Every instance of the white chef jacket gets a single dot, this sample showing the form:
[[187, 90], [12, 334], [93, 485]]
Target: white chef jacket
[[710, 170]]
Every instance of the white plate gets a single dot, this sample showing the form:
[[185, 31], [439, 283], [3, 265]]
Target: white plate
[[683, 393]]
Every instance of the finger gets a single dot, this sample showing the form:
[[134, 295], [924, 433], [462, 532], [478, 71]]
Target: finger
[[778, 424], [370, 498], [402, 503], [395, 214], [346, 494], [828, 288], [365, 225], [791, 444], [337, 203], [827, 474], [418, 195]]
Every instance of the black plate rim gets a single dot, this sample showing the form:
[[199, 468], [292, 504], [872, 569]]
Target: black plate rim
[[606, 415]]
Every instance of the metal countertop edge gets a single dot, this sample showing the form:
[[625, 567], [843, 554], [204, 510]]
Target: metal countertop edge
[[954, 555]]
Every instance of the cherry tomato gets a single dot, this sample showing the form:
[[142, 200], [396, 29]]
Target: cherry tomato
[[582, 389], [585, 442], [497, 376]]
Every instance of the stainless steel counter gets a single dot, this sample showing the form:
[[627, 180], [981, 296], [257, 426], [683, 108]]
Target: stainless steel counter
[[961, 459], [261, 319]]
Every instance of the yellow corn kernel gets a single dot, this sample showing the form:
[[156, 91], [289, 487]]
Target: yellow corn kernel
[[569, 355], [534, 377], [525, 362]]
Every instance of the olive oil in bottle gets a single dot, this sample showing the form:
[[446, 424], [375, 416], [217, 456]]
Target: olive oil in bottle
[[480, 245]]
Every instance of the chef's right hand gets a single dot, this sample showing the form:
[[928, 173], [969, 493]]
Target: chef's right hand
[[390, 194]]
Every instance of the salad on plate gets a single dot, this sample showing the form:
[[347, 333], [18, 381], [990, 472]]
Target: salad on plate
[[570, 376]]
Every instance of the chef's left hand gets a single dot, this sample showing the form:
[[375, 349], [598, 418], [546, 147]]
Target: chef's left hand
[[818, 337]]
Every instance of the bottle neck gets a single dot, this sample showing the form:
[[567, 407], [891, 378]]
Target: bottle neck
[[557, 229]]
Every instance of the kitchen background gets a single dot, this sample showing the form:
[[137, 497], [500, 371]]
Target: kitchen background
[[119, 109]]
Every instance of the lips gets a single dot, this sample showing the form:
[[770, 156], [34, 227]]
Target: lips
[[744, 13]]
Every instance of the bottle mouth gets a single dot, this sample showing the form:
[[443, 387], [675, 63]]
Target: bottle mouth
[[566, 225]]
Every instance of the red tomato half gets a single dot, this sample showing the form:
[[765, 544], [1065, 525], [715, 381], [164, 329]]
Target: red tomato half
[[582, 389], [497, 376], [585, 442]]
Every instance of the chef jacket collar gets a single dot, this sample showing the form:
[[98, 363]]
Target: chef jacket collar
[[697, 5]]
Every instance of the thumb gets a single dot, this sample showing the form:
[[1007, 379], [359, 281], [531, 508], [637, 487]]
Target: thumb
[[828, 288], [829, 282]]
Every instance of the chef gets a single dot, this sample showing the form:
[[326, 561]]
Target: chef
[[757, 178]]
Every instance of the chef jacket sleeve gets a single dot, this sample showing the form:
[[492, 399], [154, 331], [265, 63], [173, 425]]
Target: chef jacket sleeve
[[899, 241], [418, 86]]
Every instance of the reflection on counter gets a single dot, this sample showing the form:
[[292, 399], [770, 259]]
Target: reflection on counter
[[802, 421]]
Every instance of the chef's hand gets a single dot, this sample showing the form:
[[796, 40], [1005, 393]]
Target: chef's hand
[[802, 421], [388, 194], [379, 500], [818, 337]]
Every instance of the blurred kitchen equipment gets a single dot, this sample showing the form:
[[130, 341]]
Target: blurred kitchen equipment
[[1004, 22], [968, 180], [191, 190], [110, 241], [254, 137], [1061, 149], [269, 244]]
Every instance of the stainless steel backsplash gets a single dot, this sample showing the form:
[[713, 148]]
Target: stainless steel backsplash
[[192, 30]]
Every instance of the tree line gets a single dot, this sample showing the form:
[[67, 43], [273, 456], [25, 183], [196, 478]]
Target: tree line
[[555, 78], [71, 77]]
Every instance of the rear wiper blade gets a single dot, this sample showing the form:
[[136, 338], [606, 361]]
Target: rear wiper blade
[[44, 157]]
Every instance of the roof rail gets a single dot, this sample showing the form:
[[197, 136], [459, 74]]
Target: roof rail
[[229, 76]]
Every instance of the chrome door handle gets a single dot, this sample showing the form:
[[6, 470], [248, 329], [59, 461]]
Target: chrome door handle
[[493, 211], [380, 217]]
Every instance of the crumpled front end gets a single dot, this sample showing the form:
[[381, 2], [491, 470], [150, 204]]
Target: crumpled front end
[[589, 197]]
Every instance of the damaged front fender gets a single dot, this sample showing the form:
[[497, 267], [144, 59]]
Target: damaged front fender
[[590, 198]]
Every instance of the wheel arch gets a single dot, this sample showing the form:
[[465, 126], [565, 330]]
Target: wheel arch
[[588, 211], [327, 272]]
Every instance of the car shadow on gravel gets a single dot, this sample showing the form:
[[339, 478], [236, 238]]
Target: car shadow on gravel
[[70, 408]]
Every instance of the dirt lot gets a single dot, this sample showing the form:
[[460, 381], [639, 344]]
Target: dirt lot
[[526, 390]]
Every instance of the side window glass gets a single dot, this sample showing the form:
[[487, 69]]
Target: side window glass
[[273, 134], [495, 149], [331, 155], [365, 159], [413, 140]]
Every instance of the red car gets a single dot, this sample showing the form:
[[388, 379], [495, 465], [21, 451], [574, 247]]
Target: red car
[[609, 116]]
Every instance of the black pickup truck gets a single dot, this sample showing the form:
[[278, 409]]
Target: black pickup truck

#####

Reproduce the items word for word, from the first line through the line that contains "[[569, 355], [534, 377], [525, 362]]", including both ends.

Every instance of the white chef jacket gets a single dot, this sample showing the form:
[[187, 90], [12, 334], [93, 485]]
Target: white chef jacket
[[710, 170]]
Every instance of the white plate gets a single dot, this sample showing the form:
[[185, 31], [439, 283], [3, 265]]
Target: white plate
[[683, 393]]
Every instance of the finger gets a single dot, this sample showing the form:
[[134, 295], [924, 433], [462, 532], [478, 71]]
Target: finger
[[778, 424], [370, 498], [402, 503], [395, 214], [346, 494], [828, 288], [365, 225], [791, 444], [337, 203], [827, 474], [418, 195]]
Every instance of the black plate rim gets a single dot, this sample showing the form:
[[199, 468], [292, 504], [872, 569]]
Target: black plate rim
[[606, 415]]
Every instance of the metal countertop edge gets a single dot, this sample showing the form:
[[625, 567], [843, 554], [204, 510]]
Target: metal countertop edge
[[954, 555]]
Every instance of the cherry tomato gets a single dot, this sample showing the form:
[[142, 200], [396, 29]]
Target: cherry tomato
[[582, 389], [585, 442], [497, 376]]
Every instance of the stainless steel counter gets a single dot, this sample showing the form:
[[627, 180], [981, 296], [257, 426], [683, 108]]
Target: stainless steel counter
[[961, 459], [261, 319]]
Every instance of the yellow corn kernel gets a single dot, this sample showing the form:
[[156, 91], [289, 487]]
Target: yellow corn kernel
[[569, 355], [534, 377], [525, 362]]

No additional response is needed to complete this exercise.